**Page text:**
========

# Soluble Fiber for IBS-D?



## bwpstl (Jun 6, 2017)

I found this information on a website:


*Soluble fiber* attracts water and turns to gel during digestion. This slows digestion. Soluble fiber is found in oat bran, barley, nuts, seeds, beans, lentils, peas, and some fruits and vegetables. It is also found in psyllium, a common fiber supplement. Some types of soluble fiber may help lower risk of heart disease.
*Insoluble fiber* is found in foods such as wheat bran, vegetables, and whole grains. It adds bulk to the stool and appears to help food pass more quickly through the stomach and intestines.

Has anyone used soluble fiber to any success for IBS-D?


----------



## Akn1965 (Jan 13, 2017)

I don't think it will help for ibs-d.I took psyllium for several days it increased diarrhea. In stead of taking any fiber you should take some banana powder.
Thanks.

========

Region pointing data
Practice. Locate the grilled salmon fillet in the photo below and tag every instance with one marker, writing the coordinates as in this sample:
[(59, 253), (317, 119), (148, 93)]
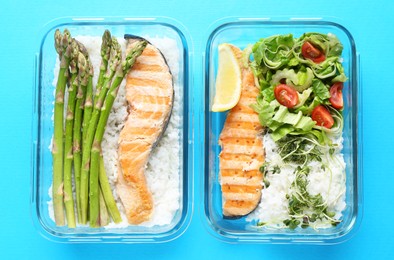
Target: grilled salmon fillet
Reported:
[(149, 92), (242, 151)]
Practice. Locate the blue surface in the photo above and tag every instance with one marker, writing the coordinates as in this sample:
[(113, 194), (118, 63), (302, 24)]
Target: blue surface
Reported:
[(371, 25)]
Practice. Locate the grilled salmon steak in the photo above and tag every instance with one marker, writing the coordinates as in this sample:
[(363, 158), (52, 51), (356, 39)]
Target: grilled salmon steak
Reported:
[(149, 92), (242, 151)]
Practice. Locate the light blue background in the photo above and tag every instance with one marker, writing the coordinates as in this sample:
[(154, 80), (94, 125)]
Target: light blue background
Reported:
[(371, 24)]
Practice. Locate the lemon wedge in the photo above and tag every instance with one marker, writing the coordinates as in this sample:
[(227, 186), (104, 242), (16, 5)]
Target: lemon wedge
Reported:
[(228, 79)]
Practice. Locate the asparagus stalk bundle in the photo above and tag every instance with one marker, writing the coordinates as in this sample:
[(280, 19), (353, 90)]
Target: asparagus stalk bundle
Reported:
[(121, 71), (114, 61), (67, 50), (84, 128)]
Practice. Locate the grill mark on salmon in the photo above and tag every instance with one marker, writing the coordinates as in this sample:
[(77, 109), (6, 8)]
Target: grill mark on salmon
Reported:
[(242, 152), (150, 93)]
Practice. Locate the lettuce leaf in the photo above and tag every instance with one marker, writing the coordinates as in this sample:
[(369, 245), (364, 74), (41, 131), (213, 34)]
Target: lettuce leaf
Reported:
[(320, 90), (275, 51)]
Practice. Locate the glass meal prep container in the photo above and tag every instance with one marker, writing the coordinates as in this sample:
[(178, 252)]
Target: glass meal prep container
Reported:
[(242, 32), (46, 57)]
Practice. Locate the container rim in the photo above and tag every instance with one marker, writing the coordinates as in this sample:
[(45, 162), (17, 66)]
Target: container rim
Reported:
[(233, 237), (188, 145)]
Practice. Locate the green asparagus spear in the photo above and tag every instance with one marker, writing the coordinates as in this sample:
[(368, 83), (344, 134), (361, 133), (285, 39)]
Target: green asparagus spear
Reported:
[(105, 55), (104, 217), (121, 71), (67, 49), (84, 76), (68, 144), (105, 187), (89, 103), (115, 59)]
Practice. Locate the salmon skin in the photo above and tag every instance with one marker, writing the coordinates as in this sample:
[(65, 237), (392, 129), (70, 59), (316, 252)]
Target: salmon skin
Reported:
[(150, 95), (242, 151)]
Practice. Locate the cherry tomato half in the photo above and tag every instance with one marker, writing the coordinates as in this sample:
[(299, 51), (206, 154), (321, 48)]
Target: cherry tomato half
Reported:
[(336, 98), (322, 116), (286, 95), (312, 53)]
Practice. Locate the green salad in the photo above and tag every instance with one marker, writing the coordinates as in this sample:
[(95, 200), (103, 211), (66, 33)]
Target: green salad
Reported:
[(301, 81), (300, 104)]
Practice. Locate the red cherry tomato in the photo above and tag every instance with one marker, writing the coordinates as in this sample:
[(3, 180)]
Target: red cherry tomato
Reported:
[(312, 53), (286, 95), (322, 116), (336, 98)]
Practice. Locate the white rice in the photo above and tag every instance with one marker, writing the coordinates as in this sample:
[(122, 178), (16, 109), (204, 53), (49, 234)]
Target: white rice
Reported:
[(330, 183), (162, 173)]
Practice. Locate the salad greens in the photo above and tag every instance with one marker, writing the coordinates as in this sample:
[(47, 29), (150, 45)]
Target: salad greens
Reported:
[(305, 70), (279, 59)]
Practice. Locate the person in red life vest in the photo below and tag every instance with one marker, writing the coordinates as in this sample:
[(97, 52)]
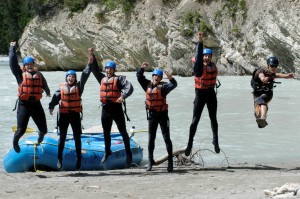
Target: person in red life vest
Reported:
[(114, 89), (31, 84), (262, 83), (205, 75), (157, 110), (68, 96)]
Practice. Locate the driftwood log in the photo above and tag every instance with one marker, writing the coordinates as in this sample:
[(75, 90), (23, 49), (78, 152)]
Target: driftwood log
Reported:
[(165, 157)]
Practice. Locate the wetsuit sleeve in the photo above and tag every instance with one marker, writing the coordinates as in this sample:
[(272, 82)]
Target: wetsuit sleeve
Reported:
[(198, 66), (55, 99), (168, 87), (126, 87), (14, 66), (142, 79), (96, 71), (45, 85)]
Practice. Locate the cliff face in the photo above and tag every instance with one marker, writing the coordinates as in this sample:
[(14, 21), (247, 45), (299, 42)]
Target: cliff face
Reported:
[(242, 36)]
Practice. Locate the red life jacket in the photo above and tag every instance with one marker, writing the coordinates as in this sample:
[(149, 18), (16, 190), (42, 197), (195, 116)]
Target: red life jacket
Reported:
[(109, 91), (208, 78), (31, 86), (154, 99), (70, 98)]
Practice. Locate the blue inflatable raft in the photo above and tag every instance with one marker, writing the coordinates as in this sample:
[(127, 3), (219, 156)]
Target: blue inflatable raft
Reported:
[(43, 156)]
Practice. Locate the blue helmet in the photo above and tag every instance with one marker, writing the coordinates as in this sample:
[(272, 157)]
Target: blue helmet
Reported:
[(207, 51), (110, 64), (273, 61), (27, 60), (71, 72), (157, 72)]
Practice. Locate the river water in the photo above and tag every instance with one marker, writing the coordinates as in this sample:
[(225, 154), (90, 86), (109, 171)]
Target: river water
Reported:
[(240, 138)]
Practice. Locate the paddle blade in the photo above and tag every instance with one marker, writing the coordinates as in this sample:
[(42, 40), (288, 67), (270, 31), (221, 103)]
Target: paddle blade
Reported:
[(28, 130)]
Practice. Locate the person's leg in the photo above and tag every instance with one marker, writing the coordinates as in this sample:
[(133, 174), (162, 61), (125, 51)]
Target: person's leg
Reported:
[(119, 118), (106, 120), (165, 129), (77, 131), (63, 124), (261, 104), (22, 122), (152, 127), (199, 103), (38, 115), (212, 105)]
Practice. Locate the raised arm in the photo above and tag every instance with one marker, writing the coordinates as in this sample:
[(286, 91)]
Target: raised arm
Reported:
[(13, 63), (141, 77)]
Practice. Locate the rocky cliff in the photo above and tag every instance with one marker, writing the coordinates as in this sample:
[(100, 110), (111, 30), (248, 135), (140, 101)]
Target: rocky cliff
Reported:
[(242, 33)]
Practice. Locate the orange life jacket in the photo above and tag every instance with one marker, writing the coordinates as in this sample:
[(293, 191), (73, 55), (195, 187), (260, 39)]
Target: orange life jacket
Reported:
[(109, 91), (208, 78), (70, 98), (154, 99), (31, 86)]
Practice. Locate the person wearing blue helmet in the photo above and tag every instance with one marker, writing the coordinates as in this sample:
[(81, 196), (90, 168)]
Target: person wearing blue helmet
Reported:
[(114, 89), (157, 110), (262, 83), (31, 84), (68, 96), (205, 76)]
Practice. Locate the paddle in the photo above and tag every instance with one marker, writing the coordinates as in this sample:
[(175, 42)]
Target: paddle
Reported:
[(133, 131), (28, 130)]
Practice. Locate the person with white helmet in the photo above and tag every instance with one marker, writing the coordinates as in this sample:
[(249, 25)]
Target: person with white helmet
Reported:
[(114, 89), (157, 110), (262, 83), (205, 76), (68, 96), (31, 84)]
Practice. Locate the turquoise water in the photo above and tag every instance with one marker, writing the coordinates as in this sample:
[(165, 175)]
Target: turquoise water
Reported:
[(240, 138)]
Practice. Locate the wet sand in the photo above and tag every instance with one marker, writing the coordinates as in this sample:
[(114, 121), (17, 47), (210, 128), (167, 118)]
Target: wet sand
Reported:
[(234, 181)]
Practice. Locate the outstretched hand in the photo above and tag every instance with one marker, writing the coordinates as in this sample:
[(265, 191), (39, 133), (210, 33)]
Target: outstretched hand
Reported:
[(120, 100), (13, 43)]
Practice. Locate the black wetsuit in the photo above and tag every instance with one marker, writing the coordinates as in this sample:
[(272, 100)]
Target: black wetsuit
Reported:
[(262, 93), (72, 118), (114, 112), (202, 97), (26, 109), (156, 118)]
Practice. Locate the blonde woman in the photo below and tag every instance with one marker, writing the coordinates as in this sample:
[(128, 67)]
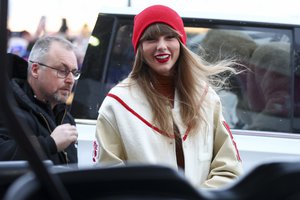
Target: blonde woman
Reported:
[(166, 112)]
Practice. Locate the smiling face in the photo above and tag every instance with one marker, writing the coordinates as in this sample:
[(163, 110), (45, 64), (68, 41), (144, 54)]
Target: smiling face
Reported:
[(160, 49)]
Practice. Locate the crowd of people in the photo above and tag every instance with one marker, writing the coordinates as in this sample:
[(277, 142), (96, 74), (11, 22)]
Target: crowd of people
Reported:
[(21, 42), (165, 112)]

========

**Exercise brief:**
Rewrite the thread on soluble fiber starting with "I found this" and going on through "success for IBS-D?", substituting "the digestive process" for each "digestion".

**Answer to this task:**
I found this information on a website:


*Soluble fiber* attracts water and turns to gel during the digestive process. This slows the digestive process. Soluble fiber is found in oat bran, barley, nuts, seeds, beans, lentils, peas, and some fruits and vegetables. It is also found in psyllium, a common fiber supplement. Some types of soluble fiber may help lower risk of heart disease.
*Insoluble fiber* is found in foods such as wheat bran, vegetables, and whole grains. It adds bulk to the stool and appears to help food pass more quickly through the stomach and intestines.

Has anyone used soluble fiber to any success for IBS-D?